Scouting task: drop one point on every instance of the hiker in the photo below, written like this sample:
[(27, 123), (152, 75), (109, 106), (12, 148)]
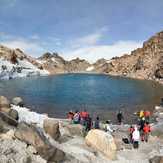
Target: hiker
[(136, 137), (83, 116), (119, 117), (108, 128), (131, 130), (70, 115), (141, 114), (88, 123), (142, 122), (76, 118), (147, 130), (161, 103), (97, 123), (147, 115)]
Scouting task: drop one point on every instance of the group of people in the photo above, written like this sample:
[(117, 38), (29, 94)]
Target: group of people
[(137, 133), (84, 119), (141, 131)]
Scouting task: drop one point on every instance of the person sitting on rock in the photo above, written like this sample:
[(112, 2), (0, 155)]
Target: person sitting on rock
[(107, 127), (141, 114), (147, 115), (119, 117), (76, 118), (88, 123), (83, 116), (97, 123), (136, 137), (142, 122), (131, 130), (147, 130)]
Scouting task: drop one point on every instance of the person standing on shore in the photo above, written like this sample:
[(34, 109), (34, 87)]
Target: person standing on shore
[(97, 123), (76, 118), (108, 128), (88, 123), (142, 122), (131, 130), (119, 117), (136, 137), (147, 115)]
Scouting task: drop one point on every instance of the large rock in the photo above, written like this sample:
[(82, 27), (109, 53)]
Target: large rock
[(156, 159), (51, 127), (5, 110), (18, 101), (5, 117), (4, 102), (73, 129), (102, 141), (31, 135), (13, 114), (15, 151)]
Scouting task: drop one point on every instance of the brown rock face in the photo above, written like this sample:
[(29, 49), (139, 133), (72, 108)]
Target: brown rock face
[(51, 127), (101, 141), (143, 63), (31, 135), (56, 64)]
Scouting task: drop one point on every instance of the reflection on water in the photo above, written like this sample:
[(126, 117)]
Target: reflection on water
[(100, 94)]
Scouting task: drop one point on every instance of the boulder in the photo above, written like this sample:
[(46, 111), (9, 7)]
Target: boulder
[(18, 101), (5, 110), (51, 127), (74, 129), (4, 102), (13, 114), (101, 141), (6, 118), (35, 137), (156, 159), (15, 151)]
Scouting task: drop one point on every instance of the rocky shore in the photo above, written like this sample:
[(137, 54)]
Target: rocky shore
[(30, 137)]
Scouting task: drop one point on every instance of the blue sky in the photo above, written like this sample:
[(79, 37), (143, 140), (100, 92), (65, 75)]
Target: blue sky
[(89, 29)]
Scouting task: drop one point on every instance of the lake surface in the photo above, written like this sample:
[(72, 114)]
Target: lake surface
[(101, 95)]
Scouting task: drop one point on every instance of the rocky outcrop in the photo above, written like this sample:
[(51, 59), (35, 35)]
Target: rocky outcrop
[(51, 127), (102, 141), (14, 63), (15, 151), (31, 135), (56, 64), (4, 102), (18, 101), (143, 63)]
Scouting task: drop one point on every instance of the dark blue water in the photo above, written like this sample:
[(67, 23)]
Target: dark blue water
[(99, 94)]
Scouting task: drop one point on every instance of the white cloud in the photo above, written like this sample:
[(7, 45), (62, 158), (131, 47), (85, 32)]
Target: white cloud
[(92, 53), (88, 40), (32, 48)]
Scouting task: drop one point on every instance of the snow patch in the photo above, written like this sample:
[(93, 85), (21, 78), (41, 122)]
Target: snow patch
[(22, 69), (90, 68), (108, 61), (25, 115)]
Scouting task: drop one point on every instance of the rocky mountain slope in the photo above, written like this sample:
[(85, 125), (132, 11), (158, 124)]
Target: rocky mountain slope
[(14, 63), (142, 63), (56, 64)]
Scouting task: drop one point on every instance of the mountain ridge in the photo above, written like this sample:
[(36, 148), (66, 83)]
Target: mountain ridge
[(141, 63)]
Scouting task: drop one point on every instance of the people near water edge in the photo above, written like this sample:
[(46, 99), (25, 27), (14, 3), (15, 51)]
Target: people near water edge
[(119, 117), (136, 137)]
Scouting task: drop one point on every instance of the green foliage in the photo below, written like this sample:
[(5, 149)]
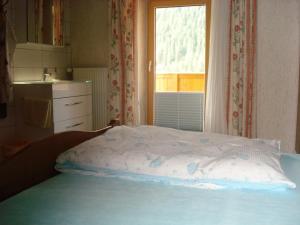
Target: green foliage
[(180, 40)]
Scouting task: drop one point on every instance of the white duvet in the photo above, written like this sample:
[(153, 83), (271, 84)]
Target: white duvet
[(179, 157)]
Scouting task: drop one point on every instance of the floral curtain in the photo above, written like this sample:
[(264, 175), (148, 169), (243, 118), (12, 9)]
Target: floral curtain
[(241, 109), (4, 73), (122, 80)]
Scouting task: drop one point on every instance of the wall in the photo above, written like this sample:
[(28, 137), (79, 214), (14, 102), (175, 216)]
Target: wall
[(278, 70), (89, 32), (31, 59)]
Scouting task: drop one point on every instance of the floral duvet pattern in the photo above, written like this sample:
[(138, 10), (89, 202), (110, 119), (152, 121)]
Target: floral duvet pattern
[(179, 157)]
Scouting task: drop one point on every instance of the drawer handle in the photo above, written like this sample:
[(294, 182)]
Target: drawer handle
[(74, 125), (74, 103)]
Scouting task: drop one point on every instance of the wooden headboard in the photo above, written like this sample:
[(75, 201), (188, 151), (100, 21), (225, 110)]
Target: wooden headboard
[(36, 162)]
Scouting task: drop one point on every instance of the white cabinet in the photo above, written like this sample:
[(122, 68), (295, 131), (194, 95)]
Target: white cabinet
[(71, 107)]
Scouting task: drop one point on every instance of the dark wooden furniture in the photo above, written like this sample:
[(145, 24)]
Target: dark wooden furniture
[(35, 163)]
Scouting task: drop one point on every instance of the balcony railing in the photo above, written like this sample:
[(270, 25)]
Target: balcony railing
[(180, 82), (179, 101)]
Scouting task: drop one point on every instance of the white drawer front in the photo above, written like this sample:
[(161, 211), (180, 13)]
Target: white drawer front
[(77, 124), (68, 108), (62, 90)]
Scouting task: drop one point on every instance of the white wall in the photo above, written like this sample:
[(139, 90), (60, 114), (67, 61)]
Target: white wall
[(278, 40), (89, 32)]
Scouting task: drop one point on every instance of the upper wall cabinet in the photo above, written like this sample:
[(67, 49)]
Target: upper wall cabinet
[(39, 21)]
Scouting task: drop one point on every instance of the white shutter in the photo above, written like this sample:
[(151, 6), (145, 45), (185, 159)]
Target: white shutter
[(180, 110)]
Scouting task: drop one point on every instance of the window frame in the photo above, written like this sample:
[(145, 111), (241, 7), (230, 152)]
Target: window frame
[(152, 6)]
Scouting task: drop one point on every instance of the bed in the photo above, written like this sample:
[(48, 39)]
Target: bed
[(87, 197)]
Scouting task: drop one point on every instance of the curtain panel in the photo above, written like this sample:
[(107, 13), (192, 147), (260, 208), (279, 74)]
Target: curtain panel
[(215, 105), (122, 77), (4, 73), (241, 110)]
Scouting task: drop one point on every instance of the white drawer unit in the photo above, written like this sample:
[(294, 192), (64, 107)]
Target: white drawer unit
[(76, 124), (66, 108), (71, 107)]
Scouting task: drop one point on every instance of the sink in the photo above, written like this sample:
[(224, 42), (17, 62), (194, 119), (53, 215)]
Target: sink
[(42, 82), (54, 81)]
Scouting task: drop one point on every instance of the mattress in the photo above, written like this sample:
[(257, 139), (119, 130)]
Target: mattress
[(80, 199)]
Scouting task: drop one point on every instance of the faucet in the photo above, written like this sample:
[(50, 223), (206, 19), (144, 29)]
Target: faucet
[(46, 74)]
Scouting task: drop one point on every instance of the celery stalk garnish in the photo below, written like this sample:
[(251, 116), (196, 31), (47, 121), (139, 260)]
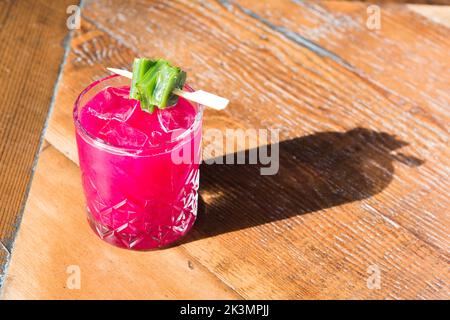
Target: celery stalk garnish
[(153, 83)]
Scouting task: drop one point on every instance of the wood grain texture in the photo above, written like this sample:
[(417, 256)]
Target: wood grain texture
[(31, 37), (43, 255), (364, 162)]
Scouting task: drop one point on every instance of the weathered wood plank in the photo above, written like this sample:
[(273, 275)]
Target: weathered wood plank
[(54, 235), (345, 198), (32, 48)]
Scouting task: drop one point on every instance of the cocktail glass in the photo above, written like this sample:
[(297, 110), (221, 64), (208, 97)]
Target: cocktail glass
[(139, 198)]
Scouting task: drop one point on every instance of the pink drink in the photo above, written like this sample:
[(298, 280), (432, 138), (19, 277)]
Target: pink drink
[(139, 170)]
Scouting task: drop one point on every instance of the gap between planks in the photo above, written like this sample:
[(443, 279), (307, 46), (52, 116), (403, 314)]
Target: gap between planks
[(181, 247)]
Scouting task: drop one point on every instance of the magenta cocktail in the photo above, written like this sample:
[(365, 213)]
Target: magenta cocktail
[(140, 171)]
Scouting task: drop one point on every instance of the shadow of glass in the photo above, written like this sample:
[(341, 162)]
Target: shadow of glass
[(317, 171)]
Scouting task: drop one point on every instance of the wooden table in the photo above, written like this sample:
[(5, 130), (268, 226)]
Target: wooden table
[(362, 190)]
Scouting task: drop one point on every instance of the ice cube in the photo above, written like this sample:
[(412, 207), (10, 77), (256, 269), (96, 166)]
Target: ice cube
[(120, 134), (175, 118), (112, 104)]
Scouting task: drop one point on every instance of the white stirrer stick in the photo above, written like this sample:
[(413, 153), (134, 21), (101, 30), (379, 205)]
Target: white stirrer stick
[(205, 98)]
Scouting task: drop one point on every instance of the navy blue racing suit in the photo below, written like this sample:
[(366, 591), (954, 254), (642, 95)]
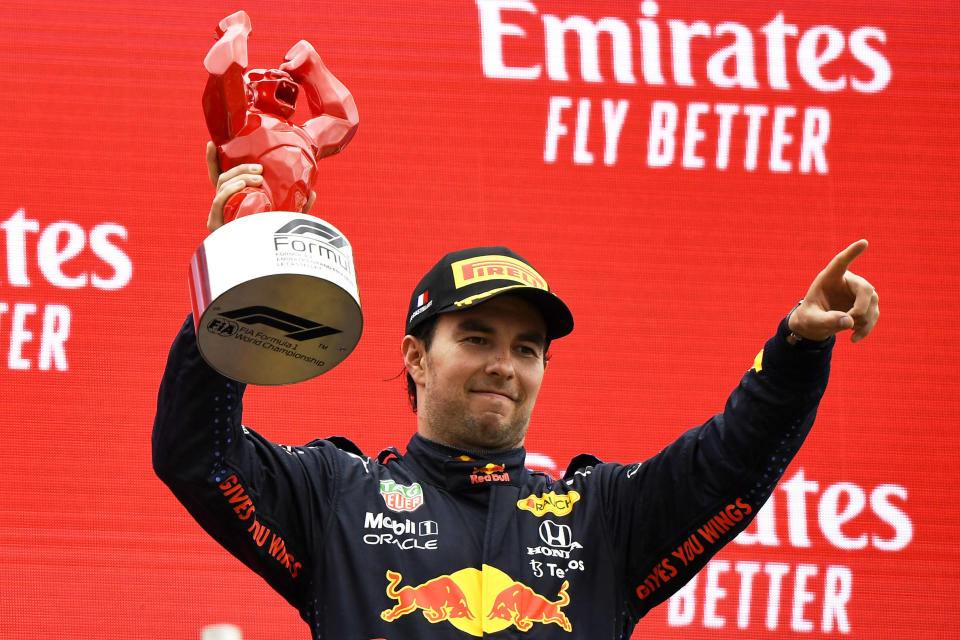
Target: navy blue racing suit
[(444, 543)]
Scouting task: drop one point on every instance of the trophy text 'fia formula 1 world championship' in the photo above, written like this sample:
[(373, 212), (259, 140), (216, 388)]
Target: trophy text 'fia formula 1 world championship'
[(274, 291)]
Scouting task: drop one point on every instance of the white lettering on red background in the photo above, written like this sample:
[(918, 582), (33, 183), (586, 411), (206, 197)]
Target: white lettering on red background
[(806, 597), (36, 333), (788, 137)]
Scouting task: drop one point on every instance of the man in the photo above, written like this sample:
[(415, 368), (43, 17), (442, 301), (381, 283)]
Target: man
[(455, 538)]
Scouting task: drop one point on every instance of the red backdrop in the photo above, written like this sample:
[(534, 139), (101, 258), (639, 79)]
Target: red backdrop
[(679, 184)]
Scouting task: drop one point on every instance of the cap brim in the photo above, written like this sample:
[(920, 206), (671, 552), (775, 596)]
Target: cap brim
[(555, 313)]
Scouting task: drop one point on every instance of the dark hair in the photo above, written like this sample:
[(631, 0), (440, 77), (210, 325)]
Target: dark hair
[(425, 332)]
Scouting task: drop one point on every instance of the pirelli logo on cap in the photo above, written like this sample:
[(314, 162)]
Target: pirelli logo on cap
[(482, 268)]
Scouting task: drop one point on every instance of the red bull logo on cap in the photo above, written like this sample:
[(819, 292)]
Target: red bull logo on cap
[(477, 602)]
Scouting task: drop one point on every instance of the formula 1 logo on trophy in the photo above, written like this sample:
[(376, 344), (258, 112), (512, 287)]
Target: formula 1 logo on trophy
[(274, 290)]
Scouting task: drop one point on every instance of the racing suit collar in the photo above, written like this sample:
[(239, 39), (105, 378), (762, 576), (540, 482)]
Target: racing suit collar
[(461, 470)]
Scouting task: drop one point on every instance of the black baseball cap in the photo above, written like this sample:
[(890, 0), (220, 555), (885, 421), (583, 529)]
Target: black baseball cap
[(469, 277)]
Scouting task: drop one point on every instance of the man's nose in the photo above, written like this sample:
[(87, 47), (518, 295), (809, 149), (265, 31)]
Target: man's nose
[(500, 362)]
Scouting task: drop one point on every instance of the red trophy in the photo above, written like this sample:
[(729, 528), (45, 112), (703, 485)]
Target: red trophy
[(274, 290)]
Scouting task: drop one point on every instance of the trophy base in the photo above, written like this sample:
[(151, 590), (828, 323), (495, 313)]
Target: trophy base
[(275, 298)]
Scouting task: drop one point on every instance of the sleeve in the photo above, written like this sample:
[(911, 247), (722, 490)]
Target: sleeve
[(263, 502), (669, 515)]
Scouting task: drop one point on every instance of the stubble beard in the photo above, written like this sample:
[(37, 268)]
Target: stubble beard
[(451, 423)]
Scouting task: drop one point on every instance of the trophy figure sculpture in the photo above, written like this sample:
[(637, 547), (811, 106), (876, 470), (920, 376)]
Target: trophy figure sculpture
[(274, 290)]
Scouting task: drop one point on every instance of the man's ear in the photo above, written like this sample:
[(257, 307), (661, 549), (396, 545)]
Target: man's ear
[(414, 357)]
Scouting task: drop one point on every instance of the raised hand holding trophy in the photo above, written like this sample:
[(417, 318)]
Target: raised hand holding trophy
[(274, 290)]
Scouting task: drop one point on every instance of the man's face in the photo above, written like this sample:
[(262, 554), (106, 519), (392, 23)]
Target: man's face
[(478, 382)]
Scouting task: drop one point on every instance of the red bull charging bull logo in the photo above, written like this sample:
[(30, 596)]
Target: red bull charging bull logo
[(490, 472), (477, 602)]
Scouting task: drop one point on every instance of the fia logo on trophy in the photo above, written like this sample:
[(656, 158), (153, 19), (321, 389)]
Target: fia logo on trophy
[(274, 290)]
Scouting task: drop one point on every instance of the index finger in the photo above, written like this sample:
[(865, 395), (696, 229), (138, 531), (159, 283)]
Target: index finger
[(841, 262)]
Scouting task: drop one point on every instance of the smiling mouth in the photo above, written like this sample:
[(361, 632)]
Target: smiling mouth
[(496, 394)]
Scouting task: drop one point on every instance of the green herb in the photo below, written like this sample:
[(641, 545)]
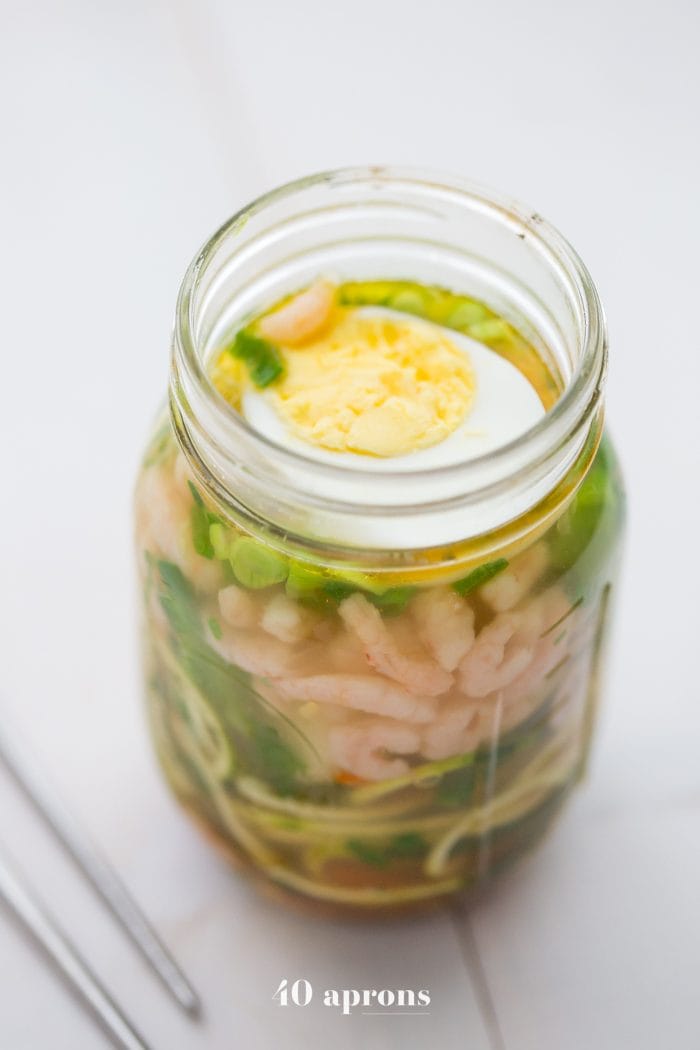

Problem →
Reproduce verbatim the lines from the line containing "Scouting task: drop one point on every instance of the cocktail" through the line containing "[(139, 198)]", both included.

Answer to the exercise →
Scouting task: drop one point on every instance of the cocktail glass in the photo above, written like this sample:
[(297, 110), (221, 64), (208, 97)]
Target: cocktail glass
[(139, 198)]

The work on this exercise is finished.